== TEXTO FORNECIDO ==
◆ ◆ ◆ ◆ ◆
Então, sim, há muito trabalho a ser feito, mas como eu disse, o mais importante é envolver os cientistas da vida. Então, eu gostaria de ter mais tempo para falar sobre a biologia do bem-estar como tal e sobre os novos desenvolvimentos, mas pensei que seria útil primeiro falar um pouco sobre o sofrimento dos animais selvagens. Em nome de todos esses animais, novamente, quero agradecer pelo seu interesse nesse tópico.


Questões

Pergunta: Devemos nos preocupar com a extinção de animais da mesma maneira que nos preocupamos com a extinção humana? Existe uma diferença não especista entre os dois casos?

Resposta: Na verdade, se você está preocupado com os próprios animais, você não está realmente preocupado com o que acontece com a espécie como tal. Além disso, no caso dos humanos, por exemplo, suponhamos que os humanos fossem de alguma forma substituídos por outros seres que seriam indivíduos mais cuidadosos, mais inteligentes e com melhores objetivos do que os nossos. Isso seria ruim? Muitas pessoas, pelo menos entre os altruístas eficazes, diriam: “Bem, isso provavelmente seria uma coisa boa”.

Portanto, isso seria algo que teria a ver de alguma forma com razões instrumentais, mas também mostra que não estamos preocupados com as espécies como tais. Estamos preocupados com os indivíduos. E o mesmo aconteceria no caso dos animais, eu diria.

Pergunta: Especialmente em relação aos esforços de vacinação que você mencionou em sua palestra, em geral, os animais selvagens não morreriam de outra coisa, mesmo que sejam tratados com uma vacina? Isso representa algum problema para o campo do sofrimento dos animais selvagens?

Resposta: Sim, essa é uma boa pergunta. O fato é que, de fato, existem diferentes maneiras de morrer, e não é apenas com o dano da morte que estamos preocupados. De fato, existem pessoas que não acreditam no dano da morte especificamente. Mas, a maioria das pessoas pensa que, quando você morre, você perde tudo; portanto, não pode ter mais aspectos positivos em sua vida; portanto, morrer é um mal. Além disso, também há o dano do sofrimento, e algumas doenças são realmente terríveis e causam quantidades de sofrimento terríveis. Então, se pudéssemos evitar isso, valeria a pena.
◆ ◆ ◆ ◆ ◆
== DADOS BRUTOS ==
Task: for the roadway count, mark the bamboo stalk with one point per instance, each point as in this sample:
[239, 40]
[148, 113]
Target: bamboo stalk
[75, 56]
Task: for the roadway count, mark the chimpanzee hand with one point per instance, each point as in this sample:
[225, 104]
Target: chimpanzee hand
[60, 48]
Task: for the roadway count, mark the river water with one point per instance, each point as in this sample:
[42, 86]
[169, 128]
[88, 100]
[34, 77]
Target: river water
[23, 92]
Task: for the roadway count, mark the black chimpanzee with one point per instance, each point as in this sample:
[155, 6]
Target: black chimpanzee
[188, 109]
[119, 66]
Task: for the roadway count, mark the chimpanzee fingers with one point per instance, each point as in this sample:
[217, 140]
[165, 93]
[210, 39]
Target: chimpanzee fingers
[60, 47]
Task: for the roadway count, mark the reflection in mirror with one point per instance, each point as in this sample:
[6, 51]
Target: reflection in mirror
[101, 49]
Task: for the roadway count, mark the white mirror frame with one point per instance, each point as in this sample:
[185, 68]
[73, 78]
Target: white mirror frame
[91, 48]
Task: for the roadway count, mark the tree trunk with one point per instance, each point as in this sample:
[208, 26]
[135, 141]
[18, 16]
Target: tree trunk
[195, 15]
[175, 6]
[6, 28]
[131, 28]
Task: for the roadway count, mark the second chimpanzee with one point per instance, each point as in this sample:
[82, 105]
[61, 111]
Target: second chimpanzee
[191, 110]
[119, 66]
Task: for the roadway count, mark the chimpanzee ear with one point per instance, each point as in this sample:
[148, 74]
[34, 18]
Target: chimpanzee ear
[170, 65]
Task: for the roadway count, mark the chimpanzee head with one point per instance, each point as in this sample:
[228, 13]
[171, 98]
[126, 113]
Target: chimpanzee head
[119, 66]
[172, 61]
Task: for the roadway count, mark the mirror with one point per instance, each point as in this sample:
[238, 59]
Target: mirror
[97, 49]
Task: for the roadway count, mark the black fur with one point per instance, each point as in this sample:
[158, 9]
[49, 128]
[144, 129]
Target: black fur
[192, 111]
◆ ◆ ◆ ◆ ◆
== ORDEM DE TRABALHO 1 ==
Traduza para o inglês a frase “Estamos preocupados com os indivíduos.”, do texto sobre o sofrimento dos animais selvagens.
== ORDEM DE TRABALHO 2 ==
Prossiga com o texto sobre o sofrimento dos animais selvagens, começando logo após a última frase apresentada.

== SUA RESPOSTA 1 ==
We are concerned with individuals.

== SUA RESPOSTA 2 ==
Mas, além disso, essa é uma boa pergunta, porque permite apresentar realmente qual seria a melhor maneira de resolver esse problema, que seria em uma escala maior. Então, o que os biólogos do bem-estar poderiam fazer é pesquisar a quantidade de sofrimento que as diferentes relações ecossistêmicas criam em comparação com outras. Por exemplo, quando você considera a conservação de elefantes, bem, matá-los pode ser ruim para os elefantes, mas além disso há outra coisa a ser levada em consideração, que é que os elefantes comem grandes quantidades de biomassa.

Portanto, se eles não estiverem lá, essa biomassa será consumida por pequenos invertebrados que terão muitos descendentes e serão comidos por outros pequenos invertebrados, mas um pouco maiores e assim por diante. Teremos cadeias tróficas muito longas, nas quais há muito sofrimento. Portanto, não se trata apenas de criar intervenções específicas que reduzam o sofrimento, mas de estudar o panorama geral e analisar qual é a direção na qual queremos que os ecossistemas sigam, para que haja menos sofrimento.

Pergunta: Existe um risco de que a biologia do bem-estar se concentre quase inteiramente em mamíferos e aves e, nesse caso, isso mude a análise de custo-benefício da biologia do bem-estar em geral?

Resposta: Sim, essa é outra boa pergunta. Eu acho que ela se concentrará definitivamente nos vertebrados no início por várias razões. Não necessariamente no caso de toda a pesquisa que será realizada, mas certamente, o foco será nesses animais a princípio. Mas isso pode ser como o pé na porta, a maneira de realizar mais trabalhos em geral e estabelecer o nome da biologia do bem-estar como algo que é respeitado na academia, e isso nos permitirá, depois, continuar pesquisando sobre outros animais também.

Também é assim no caso dos defensores dos animais em geral, que trabalham principalmente com vertebrados, mas que agora também começam a considerar os invertebrados.